Page:
## start

# Look What I Brought Back From Mexico City.........Havana Club Cuban Barrel Proof



## Cypress (Jun 27, 2007)




----------



## Frodo (Oct 1, 2009)

That's actually my default choice for pairing with cigars...


----------



## Joeluka (Nov 21, 2009)

GREAT rum!!! If you don't mind telling me, How much did you pay for each bottle?? 

Joe


----------



## Cypress (Jun 27, 2007)

Joeluka said:


> GREAT rum!!! If you don't mind telling me, How much did you pay for each bottle??
> 
> Joe


32 USD a piece or 410 peso.


----------



## Joeluka (Nov 21, 2009)

That is a great price for anything barrel-proof. Nice pick up!!!


----------



## snowboardin58 (Dec 2, 2006)

How much was the 7 year? I just came back with a bottle of the Anejo Especiale for about $8.50 and the 7 year for about $16.80. The 7 year came with a nice glass, too! The blanco was about $7.60, which my cousin bought after having a Mojito from La Casa del Habano 2-3 doors down haha


----------



## Mixmaster15 (Jan 10, 2010)

The 7 year is an EXCELLENT sipping wine. Now I'll have to get the Barrel proof to decide :twitch::twitch:


----------



## Frodo (Oct 1, 2009)

## end

Records:
## start

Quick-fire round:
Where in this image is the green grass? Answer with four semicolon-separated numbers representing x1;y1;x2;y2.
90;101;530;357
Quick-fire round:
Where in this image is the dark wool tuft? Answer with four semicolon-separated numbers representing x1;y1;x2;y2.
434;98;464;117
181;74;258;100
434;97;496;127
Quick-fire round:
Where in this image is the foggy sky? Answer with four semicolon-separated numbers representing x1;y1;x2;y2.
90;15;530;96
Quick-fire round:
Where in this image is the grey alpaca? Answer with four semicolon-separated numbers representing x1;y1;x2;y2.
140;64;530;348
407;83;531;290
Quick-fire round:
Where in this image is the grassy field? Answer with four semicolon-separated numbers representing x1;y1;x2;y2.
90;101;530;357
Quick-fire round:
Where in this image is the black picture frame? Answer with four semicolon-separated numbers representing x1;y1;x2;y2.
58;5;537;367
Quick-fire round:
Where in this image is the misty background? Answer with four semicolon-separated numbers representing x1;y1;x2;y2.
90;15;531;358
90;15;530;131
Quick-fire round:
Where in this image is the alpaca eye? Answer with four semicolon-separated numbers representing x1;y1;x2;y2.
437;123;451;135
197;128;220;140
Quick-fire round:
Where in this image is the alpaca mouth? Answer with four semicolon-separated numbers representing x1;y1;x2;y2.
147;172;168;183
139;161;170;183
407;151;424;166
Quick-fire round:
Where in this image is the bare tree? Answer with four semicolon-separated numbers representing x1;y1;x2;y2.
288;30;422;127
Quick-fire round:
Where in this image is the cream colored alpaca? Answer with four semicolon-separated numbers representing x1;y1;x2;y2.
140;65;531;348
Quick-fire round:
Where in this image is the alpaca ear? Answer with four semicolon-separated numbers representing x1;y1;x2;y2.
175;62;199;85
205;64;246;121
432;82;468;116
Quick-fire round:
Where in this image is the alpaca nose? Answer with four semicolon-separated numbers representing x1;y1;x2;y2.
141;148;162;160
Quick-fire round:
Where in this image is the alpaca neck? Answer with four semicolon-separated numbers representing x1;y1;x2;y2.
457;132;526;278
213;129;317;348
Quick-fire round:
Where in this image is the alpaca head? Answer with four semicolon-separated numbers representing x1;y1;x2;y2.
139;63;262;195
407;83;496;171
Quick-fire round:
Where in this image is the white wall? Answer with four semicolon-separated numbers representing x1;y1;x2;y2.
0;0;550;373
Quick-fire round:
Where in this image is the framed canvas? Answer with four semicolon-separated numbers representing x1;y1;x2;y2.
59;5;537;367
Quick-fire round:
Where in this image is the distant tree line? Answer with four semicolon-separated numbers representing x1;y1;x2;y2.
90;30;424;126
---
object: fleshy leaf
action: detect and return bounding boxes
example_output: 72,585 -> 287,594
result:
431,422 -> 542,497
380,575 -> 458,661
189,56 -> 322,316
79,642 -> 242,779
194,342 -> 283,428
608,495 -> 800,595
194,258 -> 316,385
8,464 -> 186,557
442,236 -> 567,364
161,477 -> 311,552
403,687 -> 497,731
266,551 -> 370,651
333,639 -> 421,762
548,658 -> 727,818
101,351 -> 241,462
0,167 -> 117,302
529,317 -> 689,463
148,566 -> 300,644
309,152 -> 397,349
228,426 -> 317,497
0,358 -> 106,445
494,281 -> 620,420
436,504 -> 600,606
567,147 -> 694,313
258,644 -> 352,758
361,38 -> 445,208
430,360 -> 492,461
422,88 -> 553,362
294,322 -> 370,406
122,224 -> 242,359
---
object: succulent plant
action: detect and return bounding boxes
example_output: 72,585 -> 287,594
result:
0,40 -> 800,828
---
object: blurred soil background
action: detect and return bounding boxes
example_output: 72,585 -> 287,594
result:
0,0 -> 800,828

## end

Problem 1:
Answer these from the Havana Club rum thread:
(a) How much did Cypress pay for each bottle?
(b) About how much did snowboardin58 pay for the 7 year?
(c) According to Frodo, what is the rum his default choice for?
Problem 2: In the Havana Club rum thread, why does Joeluka call Cypress's purchase a nice pick up? Explain in one to three sentences.
Problem 3: Proceed with the forum thread about Havana Club rum from the point where it stops.

Final answer 1:
(a) 32 USD a piece, or 410 peso.
(b) About $16.80.
(c) Pairing with cigars.

Final answer 2: Cypress paid 32 USD, or 410 peso, per bottle. Joeluka calls that a great price for anything barrel-proof, so he considers it a nice pick up.

Final answer 3:
Mixmaster15 said:


> The 7 year is an EXCELLENT sipping wine. Now I'll have to get the Barrel proof to decide :twitch::twitch:


Very different to my palate. The 7yr still has a bit of molasses in the taste whereas that is gone in the BP - replaced by spicyness. It is also a more complex and elegant drink for me and two people I know have remarked that the BP is smoother than the 7yr despite being 5% stronger.


----------



## FiveStar (Jan 7, 2010)

Mmmmm.....barrel proooooooof....

I've only had the younger stuff from a friend who went to Mexico city, and that was great! I'm jealous of your barrel proof hooch! Sipping a glass of Zaya 12YO at the moment, but I'm sure that stuff would eat Zaya for breakfast.


----------



## fuente~fuente (May 11, 2009)

Where is this _"Havana"_ that you speak of??? Why it sounds like a young mans paradise, with it's _fine cigars_, & it's _fancy Rum_... How might a man get to this tropical haven in which you gentleman speak so highly of?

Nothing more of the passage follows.